I wrote a test harness for a poker server that understands the
different binary packets and can send and receive them. The harness
launches each "script" in a separate unbound thread that connects to
the server via TCP and does its work.
The main goals of the project were: easy scripting, very high number
of connections from the harness (a few thousand) and running on
Windows. I develop on Mac OSX but have a Windows machine for testing
and to run the poker server.
Another key goal was to support the server encryption. SSL encryption
is done in a wierd way that requires attaching read/write OpenSSL
BIOs to the SSL descriptor so that SSL encrypts to/from memory.
Encrypted chunks are then taken from the BIOs and sent as payload in
servver packets.
Overall, I probably spent about 4 weeks writing the server and about
2 more weeks grappling with the various issues. The issues centered
around 1) the program trashing memory like no tomorrow, 2)
intermittent crashes on Windows and 3) not being able to launch a
high number of connections on Windows before crashing.
I significantly improved trashing of memory by switching to plain
Haskell structures from nested lists of wxHaskell-style properties
(attr := value). Intermittent crashes were harder to troubleshoot,
specially given that things were running smoothly on Mac OSX.
Stack traces pointed into libcrypto (part of OpenSSL) and thus to the
BIOs that I was allocating. I guesses that OpenSSL was maxing out
some resources and closed the leak by explicitly freeing the SSL
descriptor which freed the associated BIO structures. Then things got
wierder as my program started crashing in a different place entirely
with stack traces like this:
Program received signal EXC_BAD_ACCESS, Could not access memory.

══════════

## [Exercise requirements]
Continue the account of the Haskell test harness for the poker server, picking up right after its last line.

## [Data below]
══════════

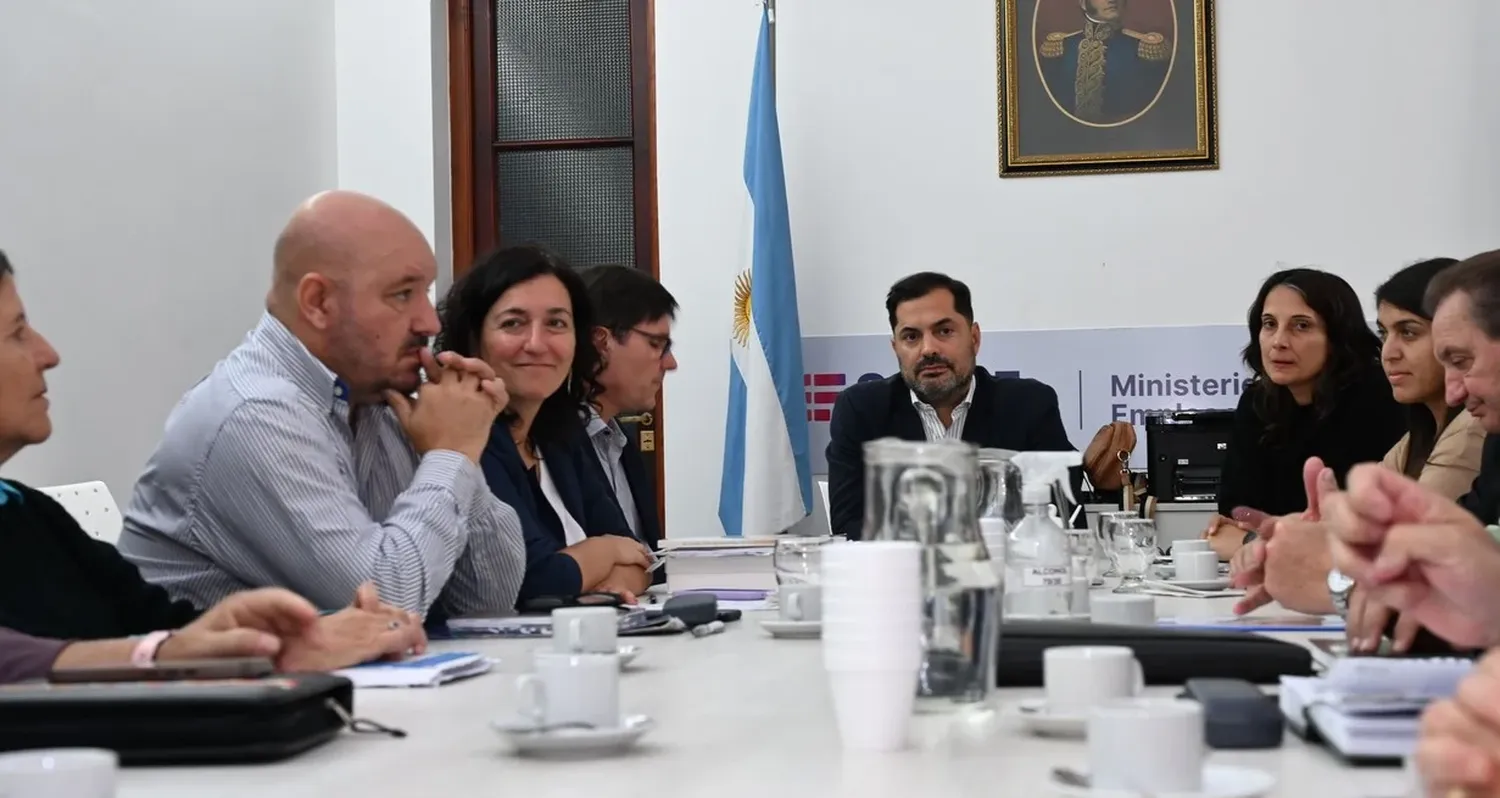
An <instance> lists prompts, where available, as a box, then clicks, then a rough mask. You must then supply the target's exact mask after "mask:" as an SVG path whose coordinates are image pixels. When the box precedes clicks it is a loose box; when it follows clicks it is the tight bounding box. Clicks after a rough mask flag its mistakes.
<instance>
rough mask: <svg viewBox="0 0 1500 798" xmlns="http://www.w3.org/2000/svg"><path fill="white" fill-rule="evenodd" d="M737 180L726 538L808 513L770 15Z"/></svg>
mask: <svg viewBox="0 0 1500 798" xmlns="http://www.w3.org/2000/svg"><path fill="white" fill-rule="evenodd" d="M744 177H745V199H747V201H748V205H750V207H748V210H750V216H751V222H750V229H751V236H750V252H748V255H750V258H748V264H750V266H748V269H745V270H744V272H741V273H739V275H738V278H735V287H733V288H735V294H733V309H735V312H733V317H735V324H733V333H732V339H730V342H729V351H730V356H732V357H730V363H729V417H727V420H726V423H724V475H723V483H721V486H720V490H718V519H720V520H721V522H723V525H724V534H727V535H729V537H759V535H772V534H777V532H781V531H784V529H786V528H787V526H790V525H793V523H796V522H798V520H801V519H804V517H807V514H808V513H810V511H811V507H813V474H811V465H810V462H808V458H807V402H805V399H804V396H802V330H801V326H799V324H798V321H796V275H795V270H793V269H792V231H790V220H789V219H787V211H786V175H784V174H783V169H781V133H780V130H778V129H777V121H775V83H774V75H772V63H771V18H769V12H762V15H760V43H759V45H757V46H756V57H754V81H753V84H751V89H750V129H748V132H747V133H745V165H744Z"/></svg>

══════════

## [Answer to this problem]
Reason: KERN_INVALID_ADDRESS at address: 0x3139322e
0x0027c174 in s8j1_info ()
(gdb) where
#0 0x0027c174 in s8j1_info ()
#1 0x0021c9f4 in StgRunIsImplementedInAssembler () at StgCRun.c:576
#2 0x0021cdc4 in schedule (mainThread=0x1100360,
initialCapability=0x308548) at Schedule.c:932
#3 0x0021dd6c in waitThread_ (m=0x1100360, initialCapability=0x0) at
Schedule.c:2156
#4 0x0021dc50 in scheduleWaitThread (tso=0x13c0000, ret=0x0,
initialCapability=0x0) at Schedule.c:2050
#5 0x00219548 in rts_evalLazyIO (p=0x29b47c, ret=0x0) at RtsAPI.c:459
#6 0x001e4768 in main (argc=2262116, argv=0x308548) at Main.c:104
I took waitThread_ as a clue and started digging deeper.
Whenever I connect to the server or send a command I wait for X
seconds and if not connected or desired command is not received I
throw an exception which fails the script. I implemented the timeout
combinator a couple of different ways, including that in the
Asynchronous Exceptions paper but it did not help. I think the issue
has to do with killing threads that are using FFI. Although I'm
killing threads that call the Haskell connectTo, hGetBuf, etc. I
think it's still FFI.
I disposed of timeouts entirely, leaving connectTo as it is and using
hWaitForInput on my socket handle to simulate timeouts. This improved
things tremendously and I'm now able to run a few thousands of
unbound script threads on Windows with OpenSSL FFI and everything.
Memory usage is still higher than I would have liked and crashes in
OpenSSL still happen when the number of threads/memory usage is
really high so there's still room for improvement. I should probably
go back to using a foreign finalizer (SSL_free) on the SSL
descriptors rather than freeing them explicitly as the freeing does
not happen if a script fails mid-way.
I'm quite satisfied with my first Haskell project. I love Haskell and
will continue hacking away with it. This list is invaluable in the
depth of offered help whereas #haskell (IRC) is invaluable when speed
matters. I'm quite amazed at the things I have been able to do, the
expressiveness of Haskell and the clean looks.
Clean looks can be deceptive, though, as they can hide code of
amazing complexity. Fundeps, existential types, HList take a while to
grasp. Also, I feel somewhat like a pioneer and I definitely got more
than a fair share of arrows in my back.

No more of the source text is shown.